#### [YOUR ASSIGNMENT]
The response must be made up of the lines in the entries below that contain "snow".

#### [DATASET EXTRACT]
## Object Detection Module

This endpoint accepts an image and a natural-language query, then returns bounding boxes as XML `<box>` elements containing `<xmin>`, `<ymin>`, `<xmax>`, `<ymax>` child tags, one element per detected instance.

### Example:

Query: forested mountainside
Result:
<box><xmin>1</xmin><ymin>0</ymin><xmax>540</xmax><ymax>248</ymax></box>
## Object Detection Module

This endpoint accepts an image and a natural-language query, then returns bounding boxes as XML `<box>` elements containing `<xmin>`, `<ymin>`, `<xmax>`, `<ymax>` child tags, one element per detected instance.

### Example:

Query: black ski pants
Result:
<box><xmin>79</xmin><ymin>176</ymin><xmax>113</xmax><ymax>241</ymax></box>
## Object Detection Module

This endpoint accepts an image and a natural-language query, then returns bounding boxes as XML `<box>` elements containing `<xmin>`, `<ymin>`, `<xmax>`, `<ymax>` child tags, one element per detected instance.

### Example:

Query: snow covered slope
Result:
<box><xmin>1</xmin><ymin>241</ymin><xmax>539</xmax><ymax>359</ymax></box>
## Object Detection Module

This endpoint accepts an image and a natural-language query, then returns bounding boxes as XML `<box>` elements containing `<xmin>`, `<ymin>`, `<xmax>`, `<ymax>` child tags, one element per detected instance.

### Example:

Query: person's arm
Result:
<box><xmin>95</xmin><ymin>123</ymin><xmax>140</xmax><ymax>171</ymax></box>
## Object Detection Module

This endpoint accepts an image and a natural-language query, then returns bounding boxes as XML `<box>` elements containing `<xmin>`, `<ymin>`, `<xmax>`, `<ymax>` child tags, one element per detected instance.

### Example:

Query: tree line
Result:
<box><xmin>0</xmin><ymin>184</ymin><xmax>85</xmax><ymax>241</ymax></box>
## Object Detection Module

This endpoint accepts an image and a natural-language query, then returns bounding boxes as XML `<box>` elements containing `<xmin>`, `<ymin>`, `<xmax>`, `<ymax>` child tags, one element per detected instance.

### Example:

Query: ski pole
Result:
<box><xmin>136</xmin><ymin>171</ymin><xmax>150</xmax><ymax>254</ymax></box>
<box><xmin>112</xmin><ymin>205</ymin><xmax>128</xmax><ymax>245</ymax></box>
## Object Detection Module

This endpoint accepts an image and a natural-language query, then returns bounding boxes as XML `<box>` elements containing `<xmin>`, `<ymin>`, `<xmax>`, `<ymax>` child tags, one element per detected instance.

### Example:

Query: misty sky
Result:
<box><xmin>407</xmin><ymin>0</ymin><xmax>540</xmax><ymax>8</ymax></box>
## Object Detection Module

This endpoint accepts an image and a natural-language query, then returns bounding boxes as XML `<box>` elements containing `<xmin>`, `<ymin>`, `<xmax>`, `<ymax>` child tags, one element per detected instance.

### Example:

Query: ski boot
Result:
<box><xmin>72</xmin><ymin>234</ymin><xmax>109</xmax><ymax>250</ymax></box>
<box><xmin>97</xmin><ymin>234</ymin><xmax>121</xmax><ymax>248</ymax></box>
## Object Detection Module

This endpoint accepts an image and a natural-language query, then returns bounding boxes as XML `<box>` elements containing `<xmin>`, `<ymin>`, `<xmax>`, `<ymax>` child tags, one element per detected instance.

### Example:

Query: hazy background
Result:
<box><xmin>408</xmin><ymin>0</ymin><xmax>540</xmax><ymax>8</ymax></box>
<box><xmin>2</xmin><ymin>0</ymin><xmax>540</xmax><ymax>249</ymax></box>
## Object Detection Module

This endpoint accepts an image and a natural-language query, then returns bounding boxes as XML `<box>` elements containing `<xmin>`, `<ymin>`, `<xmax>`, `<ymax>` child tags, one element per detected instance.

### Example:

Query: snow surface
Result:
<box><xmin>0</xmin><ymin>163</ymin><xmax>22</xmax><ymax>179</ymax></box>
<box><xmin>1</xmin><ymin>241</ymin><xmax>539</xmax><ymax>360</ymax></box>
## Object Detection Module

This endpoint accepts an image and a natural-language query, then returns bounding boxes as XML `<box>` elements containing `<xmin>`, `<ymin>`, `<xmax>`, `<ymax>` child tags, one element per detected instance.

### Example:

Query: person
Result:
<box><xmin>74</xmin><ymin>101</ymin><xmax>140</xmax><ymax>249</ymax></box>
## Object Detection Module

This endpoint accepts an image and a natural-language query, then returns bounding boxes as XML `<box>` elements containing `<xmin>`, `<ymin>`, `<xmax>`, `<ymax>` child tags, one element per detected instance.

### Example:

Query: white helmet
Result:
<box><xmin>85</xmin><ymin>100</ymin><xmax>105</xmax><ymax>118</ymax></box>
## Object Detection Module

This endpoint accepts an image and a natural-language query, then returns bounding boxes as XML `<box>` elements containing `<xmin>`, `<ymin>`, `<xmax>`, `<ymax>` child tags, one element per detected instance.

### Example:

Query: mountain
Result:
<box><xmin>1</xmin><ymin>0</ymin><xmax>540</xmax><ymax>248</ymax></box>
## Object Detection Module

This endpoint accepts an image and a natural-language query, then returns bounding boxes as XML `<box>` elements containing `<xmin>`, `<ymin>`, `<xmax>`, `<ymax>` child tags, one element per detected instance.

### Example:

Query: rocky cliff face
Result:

#### [FINISHED TASK]
Query: snow covered slope
Query: snow surface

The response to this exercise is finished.